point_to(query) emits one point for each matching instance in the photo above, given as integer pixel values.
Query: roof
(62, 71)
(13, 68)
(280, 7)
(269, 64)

★ ★ ★ ★ ★

> **Short problem**
Copy all of the rows above word for word.

> **Response to this task**
point_to(query) emits one point for each matching instance in the photo above, given as integer pixel values.
Query: roof
(62, 71)
(13, 68)
(280, 7)
(269, 64)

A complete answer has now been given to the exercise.